WRITTEN INSTRUCTION → Count the lines in the records below that contain the string "logo". Give only the number.

(Entries taken from a collection)
* * *

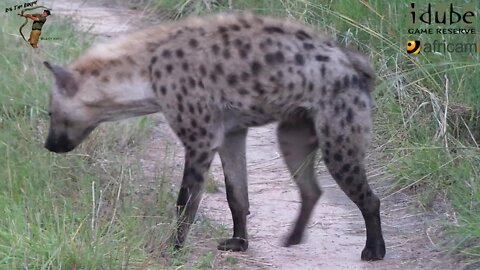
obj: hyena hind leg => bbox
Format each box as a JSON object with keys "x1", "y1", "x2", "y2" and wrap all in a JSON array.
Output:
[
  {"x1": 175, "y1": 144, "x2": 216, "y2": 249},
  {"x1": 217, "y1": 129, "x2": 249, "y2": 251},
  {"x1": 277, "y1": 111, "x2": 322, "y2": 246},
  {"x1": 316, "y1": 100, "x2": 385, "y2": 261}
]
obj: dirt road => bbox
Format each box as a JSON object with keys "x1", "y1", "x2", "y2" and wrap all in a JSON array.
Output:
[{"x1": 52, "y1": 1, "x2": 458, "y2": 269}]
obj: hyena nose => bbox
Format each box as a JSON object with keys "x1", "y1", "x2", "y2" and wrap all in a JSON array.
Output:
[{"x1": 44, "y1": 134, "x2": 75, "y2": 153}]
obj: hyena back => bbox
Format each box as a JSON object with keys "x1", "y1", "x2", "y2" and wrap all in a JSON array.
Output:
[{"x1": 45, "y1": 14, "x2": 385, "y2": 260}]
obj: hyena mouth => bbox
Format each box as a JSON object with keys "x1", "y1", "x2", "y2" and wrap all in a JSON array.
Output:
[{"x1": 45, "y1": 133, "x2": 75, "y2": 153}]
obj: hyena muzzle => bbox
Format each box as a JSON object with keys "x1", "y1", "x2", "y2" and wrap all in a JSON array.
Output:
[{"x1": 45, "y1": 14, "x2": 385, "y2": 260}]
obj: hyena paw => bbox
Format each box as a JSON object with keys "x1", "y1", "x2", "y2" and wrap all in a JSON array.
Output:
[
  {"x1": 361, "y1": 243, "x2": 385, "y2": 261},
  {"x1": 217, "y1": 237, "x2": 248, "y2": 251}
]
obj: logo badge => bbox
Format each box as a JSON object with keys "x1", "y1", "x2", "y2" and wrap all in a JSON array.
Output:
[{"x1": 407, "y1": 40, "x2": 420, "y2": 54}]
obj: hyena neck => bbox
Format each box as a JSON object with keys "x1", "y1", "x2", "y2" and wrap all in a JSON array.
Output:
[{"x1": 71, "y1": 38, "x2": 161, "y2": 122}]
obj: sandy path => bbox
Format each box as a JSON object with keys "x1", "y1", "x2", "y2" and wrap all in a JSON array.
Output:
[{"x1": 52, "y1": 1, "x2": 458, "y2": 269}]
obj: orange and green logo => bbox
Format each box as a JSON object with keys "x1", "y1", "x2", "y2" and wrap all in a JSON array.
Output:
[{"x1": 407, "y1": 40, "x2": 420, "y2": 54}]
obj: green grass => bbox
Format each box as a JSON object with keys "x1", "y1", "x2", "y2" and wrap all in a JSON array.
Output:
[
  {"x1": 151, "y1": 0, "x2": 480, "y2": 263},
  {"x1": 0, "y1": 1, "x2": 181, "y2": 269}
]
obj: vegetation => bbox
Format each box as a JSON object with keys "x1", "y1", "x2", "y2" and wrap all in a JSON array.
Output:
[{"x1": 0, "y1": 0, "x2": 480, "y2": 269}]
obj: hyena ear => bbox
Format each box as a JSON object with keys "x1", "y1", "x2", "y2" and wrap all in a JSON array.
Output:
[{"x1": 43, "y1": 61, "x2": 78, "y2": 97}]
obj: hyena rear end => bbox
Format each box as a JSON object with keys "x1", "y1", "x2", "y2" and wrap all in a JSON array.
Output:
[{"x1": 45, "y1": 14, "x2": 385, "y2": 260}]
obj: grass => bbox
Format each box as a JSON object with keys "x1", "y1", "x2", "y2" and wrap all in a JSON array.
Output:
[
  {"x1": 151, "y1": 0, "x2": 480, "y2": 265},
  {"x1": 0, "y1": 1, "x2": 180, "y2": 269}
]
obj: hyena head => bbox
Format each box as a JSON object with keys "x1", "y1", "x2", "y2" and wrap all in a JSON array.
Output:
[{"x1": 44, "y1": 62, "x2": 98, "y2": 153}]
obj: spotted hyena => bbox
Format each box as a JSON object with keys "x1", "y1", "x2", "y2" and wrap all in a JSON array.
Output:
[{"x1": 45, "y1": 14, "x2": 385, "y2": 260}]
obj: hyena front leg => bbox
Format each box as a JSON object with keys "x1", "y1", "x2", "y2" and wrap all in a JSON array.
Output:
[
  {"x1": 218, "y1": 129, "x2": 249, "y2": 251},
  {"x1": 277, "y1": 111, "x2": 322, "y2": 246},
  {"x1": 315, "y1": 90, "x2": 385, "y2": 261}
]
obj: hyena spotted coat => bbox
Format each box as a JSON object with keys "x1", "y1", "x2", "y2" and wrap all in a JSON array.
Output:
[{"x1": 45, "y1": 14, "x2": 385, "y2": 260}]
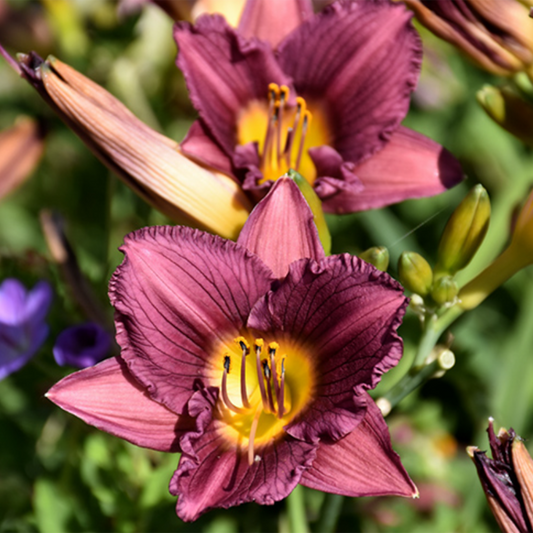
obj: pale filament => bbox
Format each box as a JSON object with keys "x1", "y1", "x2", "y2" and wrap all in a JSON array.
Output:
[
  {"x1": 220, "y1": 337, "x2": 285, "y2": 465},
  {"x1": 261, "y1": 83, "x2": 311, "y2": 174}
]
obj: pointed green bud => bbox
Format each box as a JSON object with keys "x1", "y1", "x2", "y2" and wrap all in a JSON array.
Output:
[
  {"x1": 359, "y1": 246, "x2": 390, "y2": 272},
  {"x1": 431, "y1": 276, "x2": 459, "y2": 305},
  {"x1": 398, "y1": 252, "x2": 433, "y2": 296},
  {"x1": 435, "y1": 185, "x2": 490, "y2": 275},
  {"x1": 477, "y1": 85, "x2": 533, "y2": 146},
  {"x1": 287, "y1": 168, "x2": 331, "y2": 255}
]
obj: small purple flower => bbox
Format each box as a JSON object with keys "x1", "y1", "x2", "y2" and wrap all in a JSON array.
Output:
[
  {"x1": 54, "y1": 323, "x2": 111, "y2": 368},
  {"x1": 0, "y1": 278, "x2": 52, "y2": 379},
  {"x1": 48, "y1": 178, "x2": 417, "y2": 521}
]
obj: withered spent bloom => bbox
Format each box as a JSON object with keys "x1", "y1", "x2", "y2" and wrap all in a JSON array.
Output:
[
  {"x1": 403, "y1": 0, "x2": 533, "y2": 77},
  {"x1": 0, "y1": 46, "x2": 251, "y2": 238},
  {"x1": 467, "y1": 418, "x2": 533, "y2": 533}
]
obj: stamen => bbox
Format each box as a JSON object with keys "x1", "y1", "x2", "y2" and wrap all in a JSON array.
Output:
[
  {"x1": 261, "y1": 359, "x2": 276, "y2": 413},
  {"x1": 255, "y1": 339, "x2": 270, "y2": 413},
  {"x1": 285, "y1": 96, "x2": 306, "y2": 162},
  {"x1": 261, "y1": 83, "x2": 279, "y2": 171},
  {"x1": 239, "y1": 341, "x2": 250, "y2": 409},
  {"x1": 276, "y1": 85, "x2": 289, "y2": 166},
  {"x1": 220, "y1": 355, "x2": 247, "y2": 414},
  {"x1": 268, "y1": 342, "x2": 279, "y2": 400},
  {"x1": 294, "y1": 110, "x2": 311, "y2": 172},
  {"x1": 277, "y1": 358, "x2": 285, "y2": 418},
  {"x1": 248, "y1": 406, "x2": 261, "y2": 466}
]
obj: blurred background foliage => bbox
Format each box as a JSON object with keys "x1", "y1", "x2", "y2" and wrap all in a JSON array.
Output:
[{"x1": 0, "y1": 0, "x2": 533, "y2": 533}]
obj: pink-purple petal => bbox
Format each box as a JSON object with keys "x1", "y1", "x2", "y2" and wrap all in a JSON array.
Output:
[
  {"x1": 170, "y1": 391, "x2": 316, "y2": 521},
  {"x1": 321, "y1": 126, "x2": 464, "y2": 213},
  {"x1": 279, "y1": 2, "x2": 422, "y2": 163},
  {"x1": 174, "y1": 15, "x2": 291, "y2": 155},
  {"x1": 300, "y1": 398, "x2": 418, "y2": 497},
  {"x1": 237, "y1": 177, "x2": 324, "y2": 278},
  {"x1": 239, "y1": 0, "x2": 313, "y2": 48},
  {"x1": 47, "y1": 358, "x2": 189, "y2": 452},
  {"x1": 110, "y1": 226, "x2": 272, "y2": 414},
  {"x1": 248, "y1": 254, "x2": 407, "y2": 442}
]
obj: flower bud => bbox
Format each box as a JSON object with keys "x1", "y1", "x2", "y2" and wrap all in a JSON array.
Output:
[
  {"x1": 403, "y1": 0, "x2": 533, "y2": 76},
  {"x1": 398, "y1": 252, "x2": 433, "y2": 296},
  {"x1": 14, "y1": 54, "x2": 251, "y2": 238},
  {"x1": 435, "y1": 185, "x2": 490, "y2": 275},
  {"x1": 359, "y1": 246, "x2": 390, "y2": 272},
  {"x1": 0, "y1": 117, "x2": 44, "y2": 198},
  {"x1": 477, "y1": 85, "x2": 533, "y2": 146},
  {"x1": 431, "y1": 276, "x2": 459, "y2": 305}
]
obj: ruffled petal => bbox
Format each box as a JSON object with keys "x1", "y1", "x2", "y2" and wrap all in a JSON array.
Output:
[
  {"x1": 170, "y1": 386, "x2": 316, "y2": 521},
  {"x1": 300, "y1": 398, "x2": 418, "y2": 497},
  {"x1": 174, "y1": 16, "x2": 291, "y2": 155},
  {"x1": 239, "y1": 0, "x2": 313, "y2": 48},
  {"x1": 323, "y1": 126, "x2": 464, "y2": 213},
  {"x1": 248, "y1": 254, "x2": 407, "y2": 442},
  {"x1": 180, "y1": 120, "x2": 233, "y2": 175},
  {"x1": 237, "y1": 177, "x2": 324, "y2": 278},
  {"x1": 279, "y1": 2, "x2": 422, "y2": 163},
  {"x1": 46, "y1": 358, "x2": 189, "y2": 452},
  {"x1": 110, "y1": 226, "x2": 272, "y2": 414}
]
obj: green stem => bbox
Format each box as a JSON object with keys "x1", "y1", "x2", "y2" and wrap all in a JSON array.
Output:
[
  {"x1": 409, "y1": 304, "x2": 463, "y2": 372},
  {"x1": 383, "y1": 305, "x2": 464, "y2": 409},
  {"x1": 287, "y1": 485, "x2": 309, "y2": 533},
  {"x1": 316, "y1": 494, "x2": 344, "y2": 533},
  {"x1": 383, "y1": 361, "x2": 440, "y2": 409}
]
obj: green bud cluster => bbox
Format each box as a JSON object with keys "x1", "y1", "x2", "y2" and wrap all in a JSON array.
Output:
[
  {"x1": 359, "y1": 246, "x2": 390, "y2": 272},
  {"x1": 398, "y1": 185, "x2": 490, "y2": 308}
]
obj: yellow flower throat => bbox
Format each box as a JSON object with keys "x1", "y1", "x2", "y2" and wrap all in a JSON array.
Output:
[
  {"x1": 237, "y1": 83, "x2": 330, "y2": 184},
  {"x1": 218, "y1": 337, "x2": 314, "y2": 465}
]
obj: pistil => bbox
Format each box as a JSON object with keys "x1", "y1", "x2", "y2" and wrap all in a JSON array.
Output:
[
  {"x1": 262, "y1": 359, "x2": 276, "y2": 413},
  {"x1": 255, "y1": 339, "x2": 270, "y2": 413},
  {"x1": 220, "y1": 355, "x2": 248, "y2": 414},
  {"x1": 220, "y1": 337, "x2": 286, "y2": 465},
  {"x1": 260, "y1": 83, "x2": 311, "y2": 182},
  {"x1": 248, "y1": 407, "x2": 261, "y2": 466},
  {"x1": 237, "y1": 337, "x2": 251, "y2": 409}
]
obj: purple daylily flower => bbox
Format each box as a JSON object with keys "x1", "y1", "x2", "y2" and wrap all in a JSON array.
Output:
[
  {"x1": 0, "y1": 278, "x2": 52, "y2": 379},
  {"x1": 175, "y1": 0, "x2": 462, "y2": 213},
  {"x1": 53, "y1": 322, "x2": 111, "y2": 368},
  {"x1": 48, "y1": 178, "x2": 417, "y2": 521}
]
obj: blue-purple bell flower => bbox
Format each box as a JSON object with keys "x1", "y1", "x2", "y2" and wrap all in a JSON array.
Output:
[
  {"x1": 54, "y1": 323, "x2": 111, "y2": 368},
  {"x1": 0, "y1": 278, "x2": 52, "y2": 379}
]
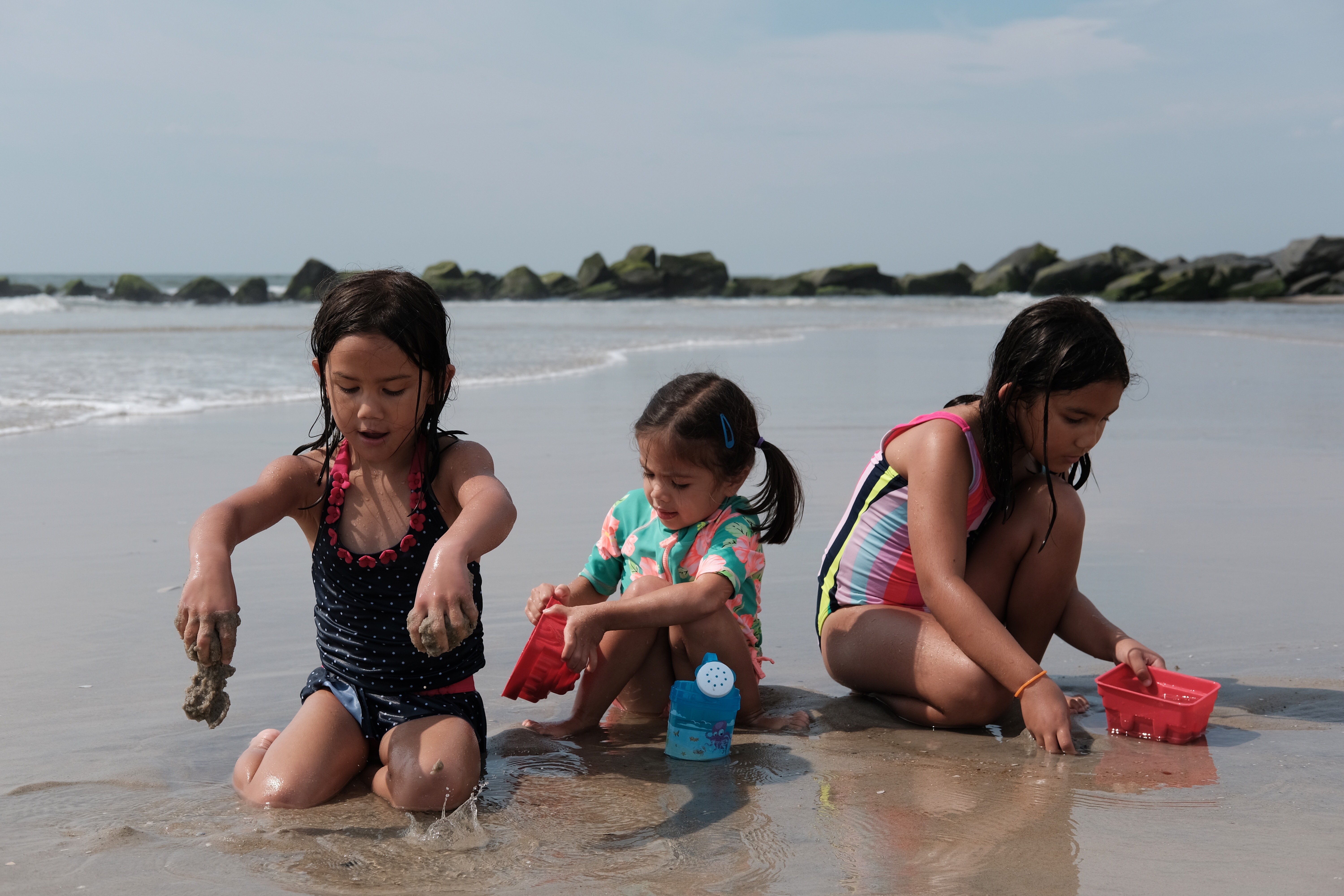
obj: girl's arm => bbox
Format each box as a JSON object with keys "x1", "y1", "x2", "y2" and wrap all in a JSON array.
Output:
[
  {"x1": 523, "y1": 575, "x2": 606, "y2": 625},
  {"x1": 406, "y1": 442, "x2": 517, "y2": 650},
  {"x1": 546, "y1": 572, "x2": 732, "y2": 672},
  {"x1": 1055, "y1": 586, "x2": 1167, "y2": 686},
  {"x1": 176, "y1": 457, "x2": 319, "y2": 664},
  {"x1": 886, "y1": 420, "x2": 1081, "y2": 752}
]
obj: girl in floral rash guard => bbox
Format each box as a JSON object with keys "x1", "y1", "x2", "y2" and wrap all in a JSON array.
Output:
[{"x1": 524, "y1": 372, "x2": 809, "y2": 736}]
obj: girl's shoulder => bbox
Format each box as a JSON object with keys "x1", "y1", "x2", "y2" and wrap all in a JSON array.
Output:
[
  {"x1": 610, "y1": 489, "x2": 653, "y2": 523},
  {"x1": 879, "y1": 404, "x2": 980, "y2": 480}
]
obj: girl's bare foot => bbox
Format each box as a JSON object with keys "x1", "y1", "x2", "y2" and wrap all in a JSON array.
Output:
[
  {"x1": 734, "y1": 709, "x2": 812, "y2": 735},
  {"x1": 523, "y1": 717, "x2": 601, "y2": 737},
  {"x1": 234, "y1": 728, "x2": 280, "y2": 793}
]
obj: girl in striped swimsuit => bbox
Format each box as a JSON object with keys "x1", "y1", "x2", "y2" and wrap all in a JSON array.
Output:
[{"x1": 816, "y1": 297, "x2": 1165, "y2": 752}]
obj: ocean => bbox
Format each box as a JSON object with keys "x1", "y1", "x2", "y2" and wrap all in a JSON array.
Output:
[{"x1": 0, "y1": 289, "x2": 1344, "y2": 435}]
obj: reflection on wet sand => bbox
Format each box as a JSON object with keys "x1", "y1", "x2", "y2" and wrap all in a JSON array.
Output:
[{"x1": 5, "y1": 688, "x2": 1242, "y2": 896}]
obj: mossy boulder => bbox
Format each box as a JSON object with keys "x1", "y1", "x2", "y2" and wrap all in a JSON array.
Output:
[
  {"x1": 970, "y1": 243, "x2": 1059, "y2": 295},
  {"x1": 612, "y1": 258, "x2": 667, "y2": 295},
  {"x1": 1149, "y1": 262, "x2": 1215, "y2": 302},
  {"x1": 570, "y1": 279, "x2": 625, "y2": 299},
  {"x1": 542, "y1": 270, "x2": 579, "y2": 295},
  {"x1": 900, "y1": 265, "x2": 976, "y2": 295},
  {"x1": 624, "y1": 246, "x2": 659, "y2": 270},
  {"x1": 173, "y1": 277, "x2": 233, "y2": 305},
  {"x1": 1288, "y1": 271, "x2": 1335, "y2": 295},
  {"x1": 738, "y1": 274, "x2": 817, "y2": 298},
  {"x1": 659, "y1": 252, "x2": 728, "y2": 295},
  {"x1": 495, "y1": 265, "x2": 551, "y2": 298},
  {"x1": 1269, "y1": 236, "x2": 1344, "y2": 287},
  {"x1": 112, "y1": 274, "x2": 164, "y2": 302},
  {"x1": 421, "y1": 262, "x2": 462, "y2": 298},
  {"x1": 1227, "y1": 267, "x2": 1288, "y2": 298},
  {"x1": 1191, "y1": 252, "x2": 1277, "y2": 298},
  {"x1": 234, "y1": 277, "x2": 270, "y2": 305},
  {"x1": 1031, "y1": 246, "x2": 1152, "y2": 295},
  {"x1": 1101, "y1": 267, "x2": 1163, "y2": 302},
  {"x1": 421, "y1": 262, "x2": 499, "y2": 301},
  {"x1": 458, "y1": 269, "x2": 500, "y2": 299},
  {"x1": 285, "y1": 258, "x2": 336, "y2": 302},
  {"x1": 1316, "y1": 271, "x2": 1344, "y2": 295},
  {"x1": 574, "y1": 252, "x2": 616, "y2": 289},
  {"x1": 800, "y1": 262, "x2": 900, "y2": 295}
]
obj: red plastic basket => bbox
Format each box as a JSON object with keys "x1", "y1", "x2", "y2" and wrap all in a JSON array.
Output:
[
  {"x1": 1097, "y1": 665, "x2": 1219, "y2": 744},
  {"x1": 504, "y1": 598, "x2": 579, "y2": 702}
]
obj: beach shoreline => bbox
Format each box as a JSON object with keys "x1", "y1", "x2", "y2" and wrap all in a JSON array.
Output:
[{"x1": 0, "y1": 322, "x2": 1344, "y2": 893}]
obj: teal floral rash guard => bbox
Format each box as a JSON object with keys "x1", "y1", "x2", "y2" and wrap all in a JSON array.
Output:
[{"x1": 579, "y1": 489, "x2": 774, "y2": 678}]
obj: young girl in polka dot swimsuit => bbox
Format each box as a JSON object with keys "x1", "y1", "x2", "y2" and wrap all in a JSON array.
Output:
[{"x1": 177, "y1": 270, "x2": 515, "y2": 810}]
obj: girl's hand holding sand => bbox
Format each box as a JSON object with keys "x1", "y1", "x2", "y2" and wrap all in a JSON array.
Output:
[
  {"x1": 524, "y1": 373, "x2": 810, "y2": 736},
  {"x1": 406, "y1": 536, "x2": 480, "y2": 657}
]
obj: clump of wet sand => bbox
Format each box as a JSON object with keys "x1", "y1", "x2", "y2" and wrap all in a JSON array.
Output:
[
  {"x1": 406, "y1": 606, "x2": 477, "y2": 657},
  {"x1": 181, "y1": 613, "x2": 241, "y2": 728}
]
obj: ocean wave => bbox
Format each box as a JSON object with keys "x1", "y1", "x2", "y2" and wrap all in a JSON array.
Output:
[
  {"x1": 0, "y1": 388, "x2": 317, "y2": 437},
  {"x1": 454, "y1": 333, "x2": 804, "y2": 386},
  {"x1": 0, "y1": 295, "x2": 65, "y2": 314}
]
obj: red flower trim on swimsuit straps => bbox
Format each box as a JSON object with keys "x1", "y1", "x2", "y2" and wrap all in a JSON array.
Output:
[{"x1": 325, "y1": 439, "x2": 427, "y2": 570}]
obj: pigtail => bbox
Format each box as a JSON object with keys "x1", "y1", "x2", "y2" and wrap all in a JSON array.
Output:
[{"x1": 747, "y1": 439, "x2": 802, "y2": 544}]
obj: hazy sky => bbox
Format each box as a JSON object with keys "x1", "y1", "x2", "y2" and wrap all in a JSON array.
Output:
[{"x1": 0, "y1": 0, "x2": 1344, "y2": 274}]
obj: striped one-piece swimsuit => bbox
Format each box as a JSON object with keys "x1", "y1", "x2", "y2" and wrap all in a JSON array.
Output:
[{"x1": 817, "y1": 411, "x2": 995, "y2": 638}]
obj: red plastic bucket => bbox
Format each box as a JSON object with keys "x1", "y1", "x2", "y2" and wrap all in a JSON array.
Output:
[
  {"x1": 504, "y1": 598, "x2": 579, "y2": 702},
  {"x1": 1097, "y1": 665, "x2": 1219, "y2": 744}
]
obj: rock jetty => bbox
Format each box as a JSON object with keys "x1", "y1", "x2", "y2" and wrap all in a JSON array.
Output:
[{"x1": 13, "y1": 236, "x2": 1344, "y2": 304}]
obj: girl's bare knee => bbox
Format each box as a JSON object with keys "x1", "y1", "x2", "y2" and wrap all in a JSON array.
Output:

* * *

EXPECTED OUTPUT → 2